Our perceptions alone can cause us pain, but it is rare that we verify their truth or accuracy. Our belief in the legitimacy of our own pain is often enough for us claim it is valid, and due to the empathetic nature of others, they will often take our word for it. Additionally, this creates a game wherein the claim of pain is sufficient to warrant attention and care, taking for granted that all pain is legitimate and equally deserving of attention. What if we are wrong about our pain? What if it is based on an illusion or a misunderstanding? What if we are lying to ourselves and others because we like the attention it purchases?
The temptation to find a target for our pain - an origin point - is potent. We do not want to feel pain, and we often choose the immediacy of temporary relief over the additional pain that compounds when we search for a higher order insight into the nature of our pain. It is this preference for immediate consolation that is directly responsible for a resentment that is difficulty to satiate. We will target one thing after another in search of relief, when the source of our pain in most frequently our inability to reconcile ourselves and our expectations with reality in a manner that is commensurate with our suffering.
Human existence is most accurately defined by suffering; this is not a pessimistic outlook. Pain and suffering, indicators of disequilibrium, are the fuel for human action, propelling us towards a desire to understand things well enough to integrate them into our being. Aside from clear actions that demand compensatory punishment, our suffering should never be used to cause more suffering, especially not to others.
Curiously, of all the emotions we can experience, pain is the only one without a saturation point. This means that there is no limit to the amount of pain we can experience. Things can always be made worse, and we can always be made to suffer more. This is what it means to be a product of a competitive process called evolution. I did not choose it and neither did you, but living a life defined by avoiding pain at all costs, or numbing it and missing its goading nature, is to live in a manner that is antithetical to what we are.
We should avoid unnecessary pain when we can, but welcome the requisite amount of pain necessary to develop our adaptive tendencies.
The tricky part is distinguishing between the two.

◆ ◆ ◆ ◆ ◆ ◆ ◆

Exercise objective —
Duplicate the stretch of the essay on pain and suffering from "We should avoid" through "between the two.", word for word.

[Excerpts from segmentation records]
◆ ◆ ◆ ◆ ◆ ◆ ◆

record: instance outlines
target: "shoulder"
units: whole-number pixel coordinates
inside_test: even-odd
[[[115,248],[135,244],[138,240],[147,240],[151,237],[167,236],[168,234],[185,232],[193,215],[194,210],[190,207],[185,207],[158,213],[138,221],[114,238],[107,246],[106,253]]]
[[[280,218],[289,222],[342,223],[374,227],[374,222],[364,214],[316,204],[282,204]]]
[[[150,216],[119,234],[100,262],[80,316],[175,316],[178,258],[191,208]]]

◆ ◆ ◆ ◆ ◆ ◆ ◆

Response for this exercise —
We should avoid unnecessary pain when we can, but welcome the requisite amount of pain necessary to develop our adaptive tendencies.
The tricky part is distinguishing between the two.